* **OBJECTIVE**:
Render the records from their first line through the line containing "53 141 L 65" as a Markdown table with the columns Row and Line. Number each line in Row, put its text in Line, and omit blank lines.

START DATASET ENTRIES

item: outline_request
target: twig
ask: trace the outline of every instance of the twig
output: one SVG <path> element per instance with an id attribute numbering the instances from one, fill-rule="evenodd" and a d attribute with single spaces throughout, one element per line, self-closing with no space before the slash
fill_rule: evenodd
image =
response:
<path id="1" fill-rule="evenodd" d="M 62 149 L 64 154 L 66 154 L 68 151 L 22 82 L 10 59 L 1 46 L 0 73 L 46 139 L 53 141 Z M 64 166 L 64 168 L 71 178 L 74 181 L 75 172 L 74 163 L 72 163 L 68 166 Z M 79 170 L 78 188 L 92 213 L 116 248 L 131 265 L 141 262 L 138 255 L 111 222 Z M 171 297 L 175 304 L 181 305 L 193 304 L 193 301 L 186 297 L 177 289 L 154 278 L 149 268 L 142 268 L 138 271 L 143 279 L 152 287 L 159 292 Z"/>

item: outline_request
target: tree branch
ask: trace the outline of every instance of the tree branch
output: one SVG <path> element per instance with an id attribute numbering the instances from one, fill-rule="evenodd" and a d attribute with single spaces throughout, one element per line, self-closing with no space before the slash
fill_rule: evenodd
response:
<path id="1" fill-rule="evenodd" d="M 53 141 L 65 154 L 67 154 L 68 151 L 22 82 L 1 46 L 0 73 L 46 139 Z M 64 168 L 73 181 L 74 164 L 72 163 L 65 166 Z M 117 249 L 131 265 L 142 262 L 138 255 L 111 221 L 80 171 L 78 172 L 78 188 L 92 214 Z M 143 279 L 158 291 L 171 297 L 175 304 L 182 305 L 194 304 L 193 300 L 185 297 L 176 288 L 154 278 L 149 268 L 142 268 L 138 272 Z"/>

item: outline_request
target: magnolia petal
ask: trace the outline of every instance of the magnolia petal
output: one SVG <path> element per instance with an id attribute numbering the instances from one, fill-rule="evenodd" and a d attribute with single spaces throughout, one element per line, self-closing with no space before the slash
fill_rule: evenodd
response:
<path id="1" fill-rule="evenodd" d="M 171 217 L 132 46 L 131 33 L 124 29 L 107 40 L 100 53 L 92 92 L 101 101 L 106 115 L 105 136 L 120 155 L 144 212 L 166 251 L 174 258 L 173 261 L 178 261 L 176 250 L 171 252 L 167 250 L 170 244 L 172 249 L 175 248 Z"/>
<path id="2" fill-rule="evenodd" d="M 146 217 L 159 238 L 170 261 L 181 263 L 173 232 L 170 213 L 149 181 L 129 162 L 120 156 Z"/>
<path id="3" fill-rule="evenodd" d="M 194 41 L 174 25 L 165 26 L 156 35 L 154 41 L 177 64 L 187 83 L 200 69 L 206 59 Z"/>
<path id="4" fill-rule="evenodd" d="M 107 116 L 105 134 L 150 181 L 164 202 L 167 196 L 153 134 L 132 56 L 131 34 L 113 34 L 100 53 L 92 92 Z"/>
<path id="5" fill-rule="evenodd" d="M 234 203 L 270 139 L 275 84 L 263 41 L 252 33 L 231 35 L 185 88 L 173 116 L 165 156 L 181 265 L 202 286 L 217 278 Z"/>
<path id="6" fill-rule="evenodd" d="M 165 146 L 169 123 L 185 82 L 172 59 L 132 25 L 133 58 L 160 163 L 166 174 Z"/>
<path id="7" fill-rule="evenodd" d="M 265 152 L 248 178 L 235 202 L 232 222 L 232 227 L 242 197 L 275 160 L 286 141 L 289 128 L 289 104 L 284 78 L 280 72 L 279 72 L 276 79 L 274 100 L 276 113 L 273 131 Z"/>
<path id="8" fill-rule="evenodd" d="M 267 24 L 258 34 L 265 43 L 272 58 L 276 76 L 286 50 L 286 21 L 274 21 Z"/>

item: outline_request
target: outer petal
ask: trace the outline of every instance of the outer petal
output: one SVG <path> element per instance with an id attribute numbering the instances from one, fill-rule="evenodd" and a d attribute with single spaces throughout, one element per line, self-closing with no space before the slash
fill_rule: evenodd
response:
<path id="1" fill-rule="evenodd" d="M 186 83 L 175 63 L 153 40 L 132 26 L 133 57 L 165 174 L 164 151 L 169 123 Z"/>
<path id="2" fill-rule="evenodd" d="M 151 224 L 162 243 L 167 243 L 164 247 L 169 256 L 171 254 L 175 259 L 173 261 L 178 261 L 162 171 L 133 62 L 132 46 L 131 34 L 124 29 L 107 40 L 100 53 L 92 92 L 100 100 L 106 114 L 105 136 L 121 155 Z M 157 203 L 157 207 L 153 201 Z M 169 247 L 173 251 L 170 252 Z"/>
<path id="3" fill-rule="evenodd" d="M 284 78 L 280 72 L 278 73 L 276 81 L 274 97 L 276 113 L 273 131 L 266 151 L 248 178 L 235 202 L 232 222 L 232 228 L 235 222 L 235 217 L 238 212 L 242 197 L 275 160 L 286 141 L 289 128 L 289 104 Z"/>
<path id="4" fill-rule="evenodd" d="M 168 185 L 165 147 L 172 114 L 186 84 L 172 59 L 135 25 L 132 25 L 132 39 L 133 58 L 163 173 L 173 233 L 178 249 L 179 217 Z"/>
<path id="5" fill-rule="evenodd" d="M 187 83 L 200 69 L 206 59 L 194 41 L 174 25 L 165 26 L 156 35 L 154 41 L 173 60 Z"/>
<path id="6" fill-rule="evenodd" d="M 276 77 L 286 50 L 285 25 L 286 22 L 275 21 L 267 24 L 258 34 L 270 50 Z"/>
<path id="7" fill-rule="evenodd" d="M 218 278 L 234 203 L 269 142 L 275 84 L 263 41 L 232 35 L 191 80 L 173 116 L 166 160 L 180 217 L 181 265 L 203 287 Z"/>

END DATASET ENTRIES

* **SOLUTION TO THE EXERCISE**:
| Row | Line |
|---|---|
| 1 | item: outline_request |
| 2 | target: twig |
| 3 | ask: trace the outline of every instance of the twig |
| 4 | output: one SVG <path> element per instance with an id attribute numbering the instances from one, fill-rule="evenodd" and a d attribute with single spaces throughout, one element per line, self-closing with no space before the slash |
| 5 | fill_rule: evenodd |
| 6 | image = |
| 7 | response: |
| 8 | <path id="1" fill-rule="evenodd" d="M 62 149 L 64 154 L 66 154 L 68 151 L 22 82 L 10 59 L 1 46 L 0 73 L 46 139 L 53 141 Z M 64 166 L 64 168 L 71 178 L 74 181 L 75 172 L 74 163 L 72 163 L 68 166 Z M 79 170 L 78 188 L 92 213 L 116 248 L 131 265 L 141 262 L 138 255 L 111 222 Z M 171 297 L 175 304 L 181 305 L 193 304 L 193 301 L 186 297 L 177 289 L 154 278 L 149 268 L 142 268 L 138 271 L 143 279 L 152 287 L 159 292 Z"/> |
| 9 | item: outline_request |
| 10 | target: tree branch |
| 11 | ask: trace the outline of every instance of the tree branch |
| 12 | output: one SVG <path> element per instance with an id attribute numbering the instances from one, fill-rule="evenodd" and a d attribute with single spaces throughout, one element per line, self-closing with no space before the slash |
| 13 | fill_rule: evenodd |
| 14 | response: |
| 15 | <path id="1" fill-rule="evenodd" d="M 53 141 L 65 154 L 67 154 L 68 151 L 22 82 L 1 46 L 0 73 L 46 139 Z M 64 168 L 73 181 L 74 164 L 72 163 L 65 166 Z M 117 249 L 131 265 L 142 262 L 138 255 L 111 221 L 80 171 L 78 172 L 78 188 L 92 214 Z M 143 279 L 158 291 L 171 297 L 175 304 L 182 305 L 194 304 L 193 300 L 185 297 L 176 288 L 154 278 L 149 268 L 142 268 L 138 272 Z"/> |